**REQUIRED WORK:** Your task is to print every entry below exactly as given.
DATA FOR REVIEW: Begin
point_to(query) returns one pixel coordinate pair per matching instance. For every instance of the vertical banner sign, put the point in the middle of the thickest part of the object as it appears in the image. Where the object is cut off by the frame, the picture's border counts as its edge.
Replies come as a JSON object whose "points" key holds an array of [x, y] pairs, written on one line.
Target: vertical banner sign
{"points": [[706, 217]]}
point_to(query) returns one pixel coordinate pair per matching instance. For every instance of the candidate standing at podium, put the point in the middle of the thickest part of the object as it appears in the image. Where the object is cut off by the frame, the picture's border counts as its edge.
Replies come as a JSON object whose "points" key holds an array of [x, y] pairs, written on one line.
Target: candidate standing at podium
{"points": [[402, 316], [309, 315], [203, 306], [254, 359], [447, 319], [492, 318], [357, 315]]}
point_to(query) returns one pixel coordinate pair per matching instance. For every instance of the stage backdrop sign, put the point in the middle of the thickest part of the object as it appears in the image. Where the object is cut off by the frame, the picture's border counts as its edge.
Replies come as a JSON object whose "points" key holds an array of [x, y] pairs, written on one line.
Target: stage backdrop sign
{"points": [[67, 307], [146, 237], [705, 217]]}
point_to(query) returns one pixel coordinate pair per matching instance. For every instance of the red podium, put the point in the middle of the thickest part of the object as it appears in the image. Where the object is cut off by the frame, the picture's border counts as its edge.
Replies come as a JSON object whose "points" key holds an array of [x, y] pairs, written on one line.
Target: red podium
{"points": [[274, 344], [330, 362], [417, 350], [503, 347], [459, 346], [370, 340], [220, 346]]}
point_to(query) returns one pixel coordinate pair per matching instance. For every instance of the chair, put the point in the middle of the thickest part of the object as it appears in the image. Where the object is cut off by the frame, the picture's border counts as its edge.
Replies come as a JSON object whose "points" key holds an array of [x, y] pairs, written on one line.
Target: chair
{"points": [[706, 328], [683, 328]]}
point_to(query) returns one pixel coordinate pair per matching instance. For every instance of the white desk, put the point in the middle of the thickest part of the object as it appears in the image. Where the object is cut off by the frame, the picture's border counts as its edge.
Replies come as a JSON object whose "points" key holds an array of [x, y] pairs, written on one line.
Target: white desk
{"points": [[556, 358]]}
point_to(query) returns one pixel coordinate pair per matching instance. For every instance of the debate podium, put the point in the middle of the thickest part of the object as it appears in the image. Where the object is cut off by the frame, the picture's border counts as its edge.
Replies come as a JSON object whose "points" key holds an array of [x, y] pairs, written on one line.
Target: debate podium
DATA FOR REVIEW: End
**WRITTEN REPLY:**
point_to(query) returns one pixel coordinate pair per matching instance. For every instance of the vertical banner sign, put the point in the middle of the thickest part of the object as it appears in the image. Where the object is cut off by the frame, the picture's border counts as its edge.
Replies come as a JSON object whose "points" key holds an array of [x, y] pairs, written on one line.
Target: vertical banner sign
{"points": [[706, 217]]}
point_to(query) returns one pixel coordinate pair per matching instance. For every instance of the candidate standing at podium, put the point in the middle of the thickest part of the object as it appears in the image. Where the object is cut off by the frame, the picture's border counts as its edge.
Replies come as a JSON object whose "points" key holds an array of [x, y] pairs, written on one line.
Target: candidate standing at podium
{"points": [[402, 316], [309, 315], [203, 306], [254, 359], [447, 319], [492, 318], [357, 315]]}
point_to(query) returns one pixel coordinate pair per matching instance. For every instance of the stage backdrop sign, put the point in the middle of the thickest part of the object as it appears in the image. Where the object is cut off by the frame, the picture's border counts as its edge.
Replies come as a JSON object whose "points" key holds an array of [x, y] pairs, written on one line.
Target: stage backdrop sign
{"points": [[67, 307], [146, 237], [705, 217]]}
point_to(query) returns one pixel coordinate pair per matching instance. For every instance of the red podium, put the point in the middle of the thickest part of the object as it appears in the image. Where the object is cut off by the frame, the picture's border counts as its edge.
Replies come as a JSON object whose "points" key holds an array of [x, y] pairs, written on one line.
Target: red podium
{"points": [[274, 344], [330, 362], [417, 350], [503, 347], [459, 346], [370, 340], [220, 346]]}
point_to(query) returns one pixel coordinate pair per matching instance. For every instance of the chair, put the point in the middle of the thickest part of the object as it appears in the image. Where the object is cut off by the frame, the picture's border counts as its edge.
Replies come as a JSON object whose "points" key holds an array of [x, y] pairs, written on one line.
Target: chair
{"points": [[706, 328], [683, 328]]}
point_to(query) returns one pixel coordinate pair per matching instance. For every instance of the white desk, put the point in the middle of the thickest part of the object as it appears in the image. Where the object is cut off by the frame, the picture's border counts as its edge.
Replies come as a JSON object whose "points" key holds an array of [x, y] pairs, written on one line.
Target: white desk
{"points": [[556, 358]]}
point_to(query) returns one pixel coordinate pair per matching instance. For every instance of the debate podium, put the point in the middle of the thickest part of the object as it appears in the image. Where the object is cut off by the frame, the picture's border counts as its edge.
Replies come as a JSON object whose "points" key holds an array of [x, y] pairs, written on one line.
Target: debate podium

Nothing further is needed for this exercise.